> _Text passage_:
----------
Time-dependent shapes
In this tutorial we take a look at how to generate transit light curves where the shape of the transiting object is time-dependent. Let us start by creating a 2D array of transmission string parameters, where the parameter \(a_1\) linearly varies between ingress and egress.
[1]:
import numpy as np
r_1 = np.array([0.1, -0.02, 0., 0.02, 0.])
r_2 = np.array([0.1, 0.02, 0., 0.02, 0.])
r = np.concatenate([np.linspace(r_1, r_1, 160),
np.linspace(r_1, r_2, 180),
np.linspace(r_2, r_2, 160)])
Harmonica can generate the transit light curve for this time-dependent transmission string as follows:
[2]:
import matplotlib.cm as cm
import matplotlib.pyplot as plt
from harmonica import HarmonicaTransit
times = np.linspace(-0.15, 0.15, 500)
ht = HarmonicaTransit(times)
ht.set_orbit(t0=0., period=4., a=11., inc=87. * np.pi / 180.)
ht.set_stellar_limb_darkening(np.array([0.027, 0.246]), limb_dark_law='quadratic')
ht.set_planet_transmission_string(r)
observed_fluxes = ht.get_transit_light_curve()
plt.figure(figsize=(10, 7))
plt.plot(times, observed_fluxes, c="#000000")
----------
> _Data provided_:

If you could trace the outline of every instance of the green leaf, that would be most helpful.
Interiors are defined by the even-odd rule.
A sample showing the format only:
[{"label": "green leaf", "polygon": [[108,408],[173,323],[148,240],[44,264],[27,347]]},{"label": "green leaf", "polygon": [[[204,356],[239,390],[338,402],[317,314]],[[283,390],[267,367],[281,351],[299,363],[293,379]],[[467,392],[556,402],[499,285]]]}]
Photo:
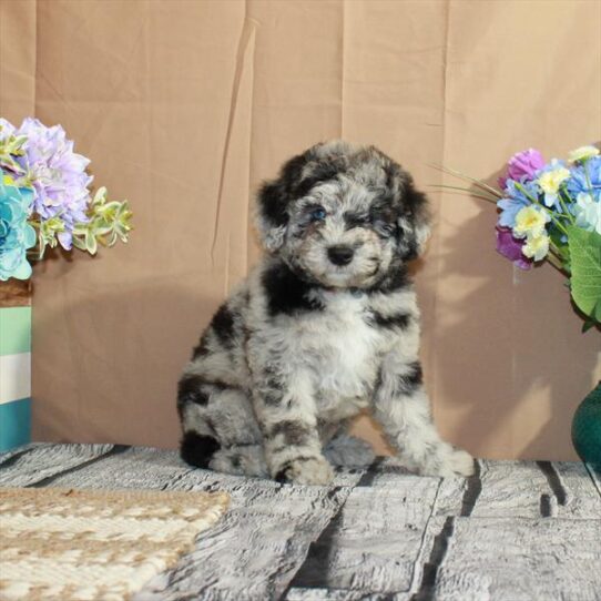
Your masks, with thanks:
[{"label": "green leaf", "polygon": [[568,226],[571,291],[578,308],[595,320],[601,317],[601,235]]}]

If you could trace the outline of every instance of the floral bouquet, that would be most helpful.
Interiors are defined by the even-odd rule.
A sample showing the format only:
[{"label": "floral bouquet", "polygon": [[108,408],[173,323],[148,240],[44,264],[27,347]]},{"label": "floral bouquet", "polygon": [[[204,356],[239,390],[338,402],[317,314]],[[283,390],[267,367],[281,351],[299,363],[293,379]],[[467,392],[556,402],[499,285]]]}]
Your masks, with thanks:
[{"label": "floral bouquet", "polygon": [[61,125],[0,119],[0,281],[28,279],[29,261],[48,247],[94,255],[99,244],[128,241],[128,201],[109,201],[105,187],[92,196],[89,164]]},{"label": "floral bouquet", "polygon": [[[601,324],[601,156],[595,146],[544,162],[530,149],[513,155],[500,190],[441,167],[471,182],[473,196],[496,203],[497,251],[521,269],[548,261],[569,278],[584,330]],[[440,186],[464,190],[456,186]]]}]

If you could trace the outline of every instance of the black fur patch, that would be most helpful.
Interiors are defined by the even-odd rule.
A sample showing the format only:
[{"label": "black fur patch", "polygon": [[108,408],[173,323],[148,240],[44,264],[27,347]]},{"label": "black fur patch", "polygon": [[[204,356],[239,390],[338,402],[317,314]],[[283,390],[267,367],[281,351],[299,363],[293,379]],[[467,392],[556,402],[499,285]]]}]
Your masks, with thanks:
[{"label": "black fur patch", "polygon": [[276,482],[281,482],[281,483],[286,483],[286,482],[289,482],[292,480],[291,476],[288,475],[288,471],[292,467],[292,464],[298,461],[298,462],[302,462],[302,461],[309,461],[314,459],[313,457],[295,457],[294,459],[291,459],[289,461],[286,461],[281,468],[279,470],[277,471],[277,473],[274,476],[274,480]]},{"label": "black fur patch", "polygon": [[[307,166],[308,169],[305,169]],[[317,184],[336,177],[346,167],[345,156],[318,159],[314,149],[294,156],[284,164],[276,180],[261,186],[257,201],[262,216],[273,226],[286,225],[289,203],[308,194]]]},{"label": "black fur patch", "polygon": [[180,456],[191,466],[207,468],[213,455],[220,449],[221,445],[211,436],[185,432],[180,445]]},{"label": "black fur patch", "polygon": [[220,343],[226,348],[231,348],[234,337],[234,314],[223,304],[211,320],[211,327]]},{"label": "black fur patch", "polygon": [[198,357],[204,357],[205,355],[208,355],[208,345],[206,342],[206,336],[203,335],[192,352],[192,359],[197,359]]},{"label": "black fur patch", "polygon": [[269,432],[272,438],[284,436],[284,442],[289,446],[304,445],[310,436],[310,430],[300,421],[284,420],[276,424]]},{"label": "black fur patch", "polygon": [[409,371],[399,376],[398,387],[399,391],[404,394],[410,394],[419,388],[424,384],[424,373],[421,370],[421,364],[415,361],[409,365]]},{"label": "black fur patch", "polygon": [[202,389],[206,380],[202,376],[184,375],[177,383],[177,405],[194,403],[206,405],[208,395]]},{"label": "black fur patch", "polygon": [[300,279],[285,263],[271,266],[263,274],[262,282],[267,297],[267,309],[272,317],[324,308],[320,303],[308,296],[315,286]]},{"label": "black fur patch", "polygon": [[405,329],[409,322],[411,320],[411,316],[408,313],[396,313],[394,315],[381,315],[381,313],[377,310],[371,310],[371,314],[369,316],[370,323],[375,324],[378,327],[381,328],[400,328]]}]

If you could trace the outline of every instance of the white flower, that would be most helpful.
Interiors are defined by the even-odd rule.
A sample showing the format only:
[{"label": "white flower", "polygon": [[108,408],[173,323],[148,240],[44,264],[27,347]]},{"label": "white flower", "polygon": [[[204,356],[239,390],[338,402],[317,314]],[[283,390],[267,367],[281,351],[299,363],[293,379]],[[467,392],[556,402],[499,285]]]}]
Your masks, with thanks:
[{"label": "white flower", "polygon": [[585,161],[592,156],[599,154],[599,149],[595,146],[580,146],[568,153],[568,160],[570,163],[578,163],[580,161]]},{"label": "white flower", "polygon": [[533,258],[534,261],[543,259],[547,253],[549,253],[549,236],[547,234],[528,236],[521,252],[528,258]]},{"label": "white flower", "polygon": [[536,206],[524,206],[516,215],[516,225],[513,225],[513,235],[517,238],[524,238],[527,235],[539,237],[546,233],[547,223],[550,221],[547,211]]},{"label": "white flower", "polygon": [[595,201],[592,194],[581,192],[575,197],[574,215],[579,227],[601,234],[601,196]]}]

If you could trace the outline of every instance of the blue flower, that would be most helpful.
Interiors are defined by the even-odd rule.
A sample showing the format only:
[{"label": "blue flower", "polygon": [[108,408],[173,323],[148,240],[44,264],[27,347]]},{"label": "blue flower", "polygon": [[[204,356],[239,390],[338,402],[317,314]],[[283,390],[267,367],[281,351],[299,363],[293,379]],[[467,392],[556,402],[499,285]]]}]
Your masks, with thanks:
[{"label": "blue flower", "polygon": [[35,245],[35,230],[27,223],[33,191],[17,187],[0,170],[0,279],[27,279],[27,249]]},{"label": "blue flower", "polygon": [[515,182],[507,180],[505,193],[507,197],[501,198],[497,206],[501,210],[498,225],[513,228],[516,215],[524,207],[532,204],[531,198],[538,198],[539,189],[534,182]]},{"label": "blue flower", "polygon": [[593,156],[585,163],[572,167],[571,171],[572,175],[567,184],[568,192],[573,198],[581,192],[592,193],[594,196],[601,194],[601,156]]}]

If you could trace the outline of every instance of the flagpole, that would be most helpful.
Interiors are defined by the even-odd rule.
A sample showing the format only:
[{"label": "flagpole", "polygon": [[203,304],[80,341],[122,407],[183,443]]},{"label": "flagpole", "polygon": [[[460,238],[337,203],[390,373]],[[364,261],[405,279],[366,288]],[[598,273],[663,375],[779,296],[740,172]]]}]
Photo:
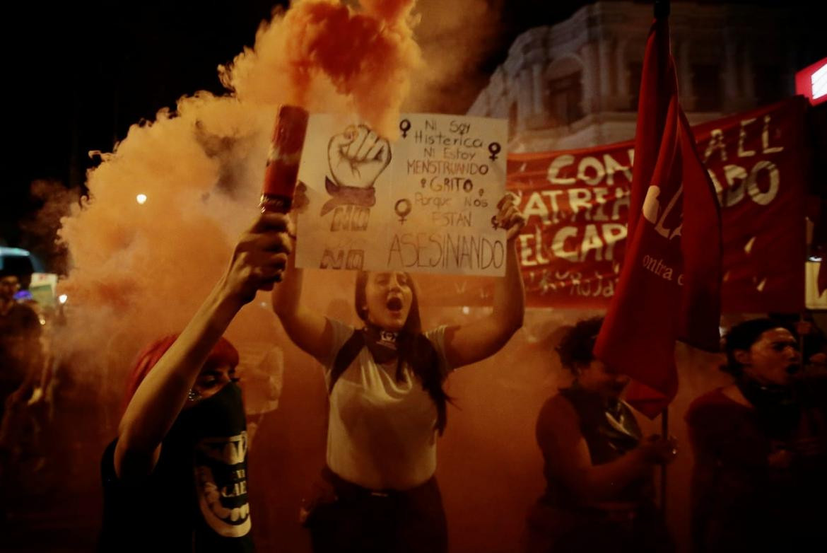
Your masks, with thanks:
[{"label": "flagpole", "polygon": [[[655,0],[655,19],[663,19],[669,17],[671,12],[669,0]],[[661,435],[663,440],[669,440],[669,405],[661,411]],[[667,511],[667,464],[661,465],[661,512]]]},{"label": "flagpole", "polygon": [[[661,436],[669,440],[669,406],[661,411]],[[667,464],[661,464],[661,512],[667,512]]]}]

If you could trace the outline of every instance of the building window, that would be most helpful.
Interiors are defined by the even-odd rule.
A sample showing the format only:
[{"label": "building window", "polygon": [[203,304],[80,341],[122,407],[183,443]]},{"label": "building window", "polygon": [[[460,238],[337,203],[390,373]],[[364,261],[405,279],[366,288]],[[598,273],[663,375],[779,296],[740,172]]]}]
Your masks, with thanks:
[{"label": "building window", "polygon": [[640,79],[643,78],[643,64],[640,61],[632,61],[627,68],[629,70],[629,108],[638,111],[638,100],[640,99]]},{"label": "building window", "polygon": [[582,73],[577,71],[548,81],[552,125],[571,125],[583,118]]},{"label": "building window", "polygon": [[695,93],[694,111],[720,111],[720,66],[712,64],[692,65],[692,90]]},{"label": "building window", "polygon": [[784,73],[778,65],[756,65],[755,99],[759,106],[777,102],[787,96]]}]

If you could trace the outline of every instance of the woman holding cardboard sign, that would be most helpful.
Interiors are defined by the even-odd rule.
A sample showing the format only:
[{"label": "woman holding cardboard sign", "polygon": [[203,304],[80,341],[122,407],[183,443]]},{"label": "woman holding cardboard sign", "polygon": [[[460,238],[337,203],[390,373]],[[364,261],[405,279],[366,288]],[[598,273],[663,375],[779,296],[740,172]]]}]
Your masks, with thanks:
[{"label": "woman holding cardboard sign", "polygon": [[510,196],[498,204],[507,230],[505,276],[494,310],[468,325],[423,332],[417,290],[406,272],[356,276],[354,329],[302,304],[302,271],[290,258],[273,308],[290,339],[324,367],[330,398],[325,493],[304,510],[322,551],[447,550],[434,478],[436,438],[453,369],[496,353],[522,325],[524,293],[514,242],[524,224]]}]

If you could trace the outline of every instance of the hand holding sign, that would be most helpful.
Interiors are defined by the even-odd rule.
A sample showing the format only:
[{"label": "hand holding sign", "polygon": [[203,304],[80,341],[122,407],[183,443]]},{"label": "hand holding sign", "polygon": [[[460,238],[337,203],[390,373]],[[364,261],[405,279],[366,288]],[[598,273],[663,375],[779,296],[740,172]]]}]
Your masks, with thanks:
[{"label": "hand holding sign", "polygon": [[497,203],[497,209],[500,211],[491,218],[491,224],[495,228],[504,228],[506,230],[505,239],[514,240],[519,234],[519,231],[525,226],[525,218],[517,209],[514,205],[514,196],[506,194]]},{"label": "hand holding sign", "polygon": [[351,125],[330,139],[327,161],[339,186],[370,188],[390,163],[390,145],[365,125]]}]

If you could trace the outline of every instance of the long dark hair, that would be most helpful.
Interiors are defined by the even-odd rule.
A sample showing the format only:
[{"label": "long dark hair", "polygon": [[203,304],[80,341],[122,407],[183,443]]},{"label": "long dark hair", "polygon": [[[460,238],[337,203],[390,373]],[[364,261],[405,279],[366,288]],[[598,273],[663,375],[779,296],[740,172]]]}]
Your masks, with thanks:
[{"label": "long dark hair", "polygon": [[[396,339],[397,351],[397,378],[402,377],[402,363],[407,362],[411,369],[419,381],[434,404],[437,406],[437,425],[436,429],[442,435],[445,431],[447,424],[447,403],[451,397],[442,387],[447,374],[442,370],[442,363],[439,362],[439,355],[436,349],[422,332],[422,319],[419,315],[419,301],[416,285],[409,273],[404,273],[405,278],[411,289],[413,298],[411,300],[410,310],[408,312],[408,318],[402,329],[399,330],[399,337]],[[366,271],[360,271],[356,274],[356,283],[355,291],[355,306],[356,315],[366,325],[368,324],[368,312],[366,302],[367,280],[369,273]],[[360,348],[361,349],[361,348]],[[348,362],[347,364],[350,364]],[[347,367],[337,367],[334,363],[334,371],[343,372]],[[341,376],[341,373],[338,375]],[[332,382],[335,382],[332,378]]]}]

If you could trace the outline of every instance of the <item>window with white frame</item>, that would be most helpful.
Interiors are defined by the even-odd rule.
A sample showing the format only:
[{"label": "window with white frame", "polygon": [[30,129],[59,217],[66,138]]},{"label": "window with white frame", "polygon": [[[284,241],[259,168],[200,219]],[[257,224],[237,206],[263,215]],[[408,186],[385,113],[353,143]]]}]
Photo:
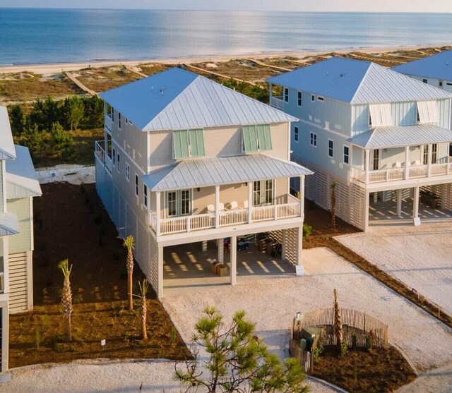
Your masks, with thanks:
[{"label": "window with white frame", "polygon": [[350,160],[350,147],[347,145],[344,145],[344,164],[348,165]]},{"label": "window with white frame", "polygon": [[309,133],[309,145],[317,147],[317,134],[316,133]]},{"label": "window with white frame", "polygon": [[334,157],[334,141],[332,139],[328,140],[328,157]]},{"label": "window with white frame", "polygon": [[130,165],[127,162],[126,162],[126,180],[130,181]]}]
----------
> _Directives_:
A - Transcribe the Harmonica tutorial, starting at "ht.set_orbit(t0=0., period=4., a=11., inc=87." and ending at "ht.set_planet_transmission_string(r)".
B - In the Harmonica tutorial, which limb-darkening law is set for the star?
C - Take the Harmonica tutorial on time-dependent shapes further, picking up after its last line.
The lines are separate material and have no connection to the Harmonica tutorial.

> _Replies_:
A -
ht.set_orbit(t0=0., period=4., a=11., inc=87. * np.pi / 180.)
ht.set_stellar_limb_darkening(np.array([0.027, 0.246]), limb_dark_law='quadratic')
ht.set_planet_transmission_string(r)

B - The quadratic law.

C -
plt.xlabel('Time / days', fontsize=13)
plt.ylabel('Relative flux', fontsize=13)
plt.show()
And you can visualise the transmission strings at any number of epochs too.
[3]:
theta = np.linspace(-np.pi, np.pi, 1000)
transmission_strings = ht.get_planet_transmission_string(theta)
plt.figure(figsize=(10, 7))
plt.gca().set_aspect("equal", "datalim")
for i, ts_idx in enumerate([160, 205, 250, 295, 340]):
plt.plot(transmission_strings[ts_idx] * np.cos(theta),
transmission_strings[ts_idx] * np.sin(theta),
c=cm.viridis(i/4.03),
label="Time={:.2f} days".format(times[ts_idx]))
plt.xlabel("x / stellar radii", fontsize=13)
plt.ylabel("y / stellar radii", fontsize=13)
plt.legend(loc="center", fontsize=12)
plt.show()